- Provided text -
++++
Setting CODECFORTR=UTF-8 in .pro works around the issue.
It sets the 'encoding' attribute on '<message>' entities, and non-ascii
chars are saved as UTF8 instead of XML entities.

I will stop here as it solves my problem. Phil, if you have no strategic
interest in pursuing this stuff maybe this is worth mentioning in the
documentation.

Thanks
--
Giuseppe Corbelli
_______________________________________________
PyQt mailing list    [hidden email]
https://www.riverbankcomputing.com/mailman/listinfo/pyqt
Reply | Threaded
Open this post in threaded view
|

Re: Inconsistent pylupdate5 behaviour on UTF8 data

Phil Thompson-5
On 18/02/2020 10:57, Giuseppe Corbelli wrote:

> On 2/18/20 11:37 AM, Giuseppe Corbelli wrote:
>> Turns out that there's something in XML re-parsing (or maybe something
>> else that escapes me). Same dataset as my previous email applies.
>>
>> This is what happens if you run pylupdate (5.14.1) two times in a row
>> in a windows 10 box:
>>
>> (venv_latest) C:\devel\Dynamometer\Supervisor\norms>pylupdate5
>> -verbose test.pro
>> Updating 'locale/it_IT.ts'...
>>      Found 2 source texts (2 new and 0 already existing)
>>
>> (venv_latest) C:\devel\Dynamometer\Supervisor\norms>pylupdate5
>> -verbose test.pro
>> Updating 'locale/it_IT.ts'...
>>      Found 2 source texts (1 new and 1 already existing)
>>      Kept 0 obsolete translations
>>      Removed 1 obsolete untranslated entry
>>
>> The second time the UTF8 entry gets screwed up.
>> Everything is fine on Linux, same pylupdate version.
>>
>> Digging some more...
>
> Setting CODECFORTR=UTF-8 in .pro works around the issue.
> It sets the 'encoding' attribute on '<message>' entities, and
> non-ascii chars are saved as UTF8 instead of XML entities.
>
> I will stop here as it solves my problem. Phil, if you have no
> strategic interest in pursuing this stuff maybe this is worth
> mentioning in the documentation.

What if you use trUtf8() instead if tr()?

Phil
_______________________________________________
PyQt mailing list    [hidden email]
https://www.riverbankcomputing.com/mailman/listinfo/pyqt
Reply | Threaded
Open this post in threaded view
|

Re: Inconsistent pylupdate5 behaviour on UTF8 data

Giuseppe Corbelli
On 2/18/20 5:58 PM, Phil Thompson wrote:
> What if you use trUtf8() instead if tr()?
++++
- Provided material -
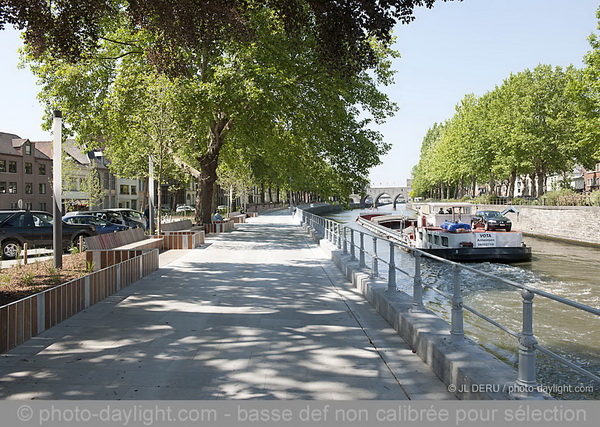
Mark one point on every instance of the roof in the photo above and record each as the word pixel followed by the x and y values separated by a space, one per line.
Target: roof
++++
- Task -
Duplicate the stretch of the pylupdate5 thread that starts at the words "Phil Thompson-5" and stops after "0 already existing)". Work only from the pylupdate5 thread.

- Final result -
Phil Thompson-5
On 18/02/2020 10:57, Giuseppe Corbelli wrote:

> On 2/18/20 11:37 AM, Giuseppe Corbelli wrote:
>> Turns out that there's something in XML re-parsing (or maybe something
>> else that escapes me). Same dataset as my previous email applies.
>>
>> This is what happens if you run pylupdate (5.14.1) two times in a row
>> in a windows 10 box:
>>
>> (venv_latest) C:\devel\Dynamometer\Supervisor\norms>pylupdate5
>> -verbose test.pro
>> Updating 'locale/it_IT.ts'...
>>      Found 2 source texts (2 new and 0 already existing)